▶ **WHAT THE TASK ASKS**
Extract every line of the records that contains the string "comma", copying each line in full. Matches are case-sensitive.

▶ **GIVEN DATA**

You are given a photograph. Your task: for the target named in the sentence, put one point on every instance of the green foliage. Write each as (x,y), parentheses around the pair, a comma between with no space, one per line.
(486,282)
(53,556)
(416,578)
==
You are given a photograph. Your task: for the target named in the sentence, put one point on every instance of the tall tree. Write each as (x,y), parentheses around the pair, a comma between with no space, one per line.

▶ **FINAL RESULT**
You are given a photograph. Your task: for the target named in the sentence, put one point on every instance of the green foliage. Write each as (x,y), parentheses around the pair, a comma between with no space, one per line.
You are given a photograph. Your task: for the target named in the sentence, put one point on every instance of the tall tree. Write each as (x,y), parentheses around the pair, a comma between with no space, one per line.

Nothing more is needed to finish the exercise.